Repeat treatments with Dysport associated with favorable safety

September 1, 2010

Findings from an analysis of the long-term safety data from patients receiving repeat administrations of abobotulinumtoxinA (Dysport, Medicis) for the treatment of glabellar lines are consistent with the adverse event profile appearing in the package insert, says Ira D. Lawrence, M.D., chief medical officer and senior vice-president of research and development, Medicis, Scottsdale, Ariz.

Key Points

Findings from an analysis of the long-term safety data from patients receiving repeat administrations of abobotulinumtoxinA (Dysport, Medicis) for the treatment of glabellar lines are consistent with the adverse event profile appearing in the package insert, says Ira D. Lawrence, M.D., chief medical officer and senior vice-president of research and development, Medicis, Scottsdale, Ariz.

Dr. Lawrence recently reported results from data collected in 1,414 participants in an open-label extension study who were treated over a 24-month period after completing at least one of four phase 3 clinical trials. Whether considering the types of adverse events reported, their severity or their frequency, the data were similar to those collected among about 400 patients treated with abobotulinumtoxinA in three randomized, placebo-controlled glabellar line pivotal studies.

"This updated safety analysis from a robust, larger patient database shows that with longer-term treatment, abobotulinumtoxinA continues to be well-tolerated and has not been associated with any new or cumulative safety issues. We believe this formulation is an important product for the treatment of glabellar lines and are delighted with its continued demonstration of excellent efficacy and safety since reaching the market," Dr. Lawrence says.

| Task to complete |
Reproduce the entire news item above on the safety of repeat Dysport treatments, word for word.

| Provided data |
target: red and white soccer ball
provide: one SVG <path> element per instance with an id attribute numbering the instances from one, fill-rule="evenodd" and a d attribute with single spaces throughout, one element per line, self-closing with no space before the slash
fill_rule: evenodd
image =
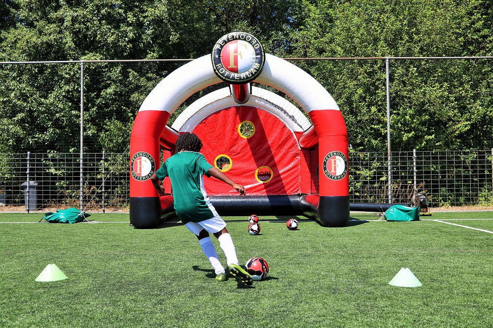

| Output below |
Repeat treatments with Dysport associated with favorable safety

September 1, 2010

Findings from an analysis of the long-term safety data from patients receiving repeat administrations of abobotulinumtoxinA (Dysport, Medicis) for the treatment of glabellar lines are consistent with the adverse event profile appearing in the package insert, says Ira D. Lawrence, M.D., chief medical officer and senior vice-president of research and development, Medicis, Scottsdale, Ariz.

Key Points

Findings from an analysis of the long-term safety data from patients receiving repeat administrations of abobotulinumtoxinA (Dysport, Medicis) for the treatment of glabellar lines are consistent with the adverse event profile appearing in the package insert, says Ira D. Lawrence, M.D., chief medical officer and senior vice-president of research and development, Medicis, Scottsdale, Ariz.

Dr. Lawrence recently reported results from data collected in 1,414 participants in an open-label extension study who were treated over a 24-month period after completing at least one of four phase 3 clinical trials. Whether considering the types of adverse events reported, their severity or their frequency, the data were similar to those collected among about 400 patients treated with abobotulinumtoxinA in three randomized, placebo-controlled glabellar line pivotal studies.

"This updated safety analysis from a robust, larger patient database shows that with longer-term treatment, abobotulinumtoxinA continues to be well-tolerated and has not been associated with any new or cumulative safety issues. We believe this formulation is an important product for the treatment of glabellar lines and are delighted with its continued demonstration of excellent efficacy and safety since reaching the market," Dr. Lawrence says.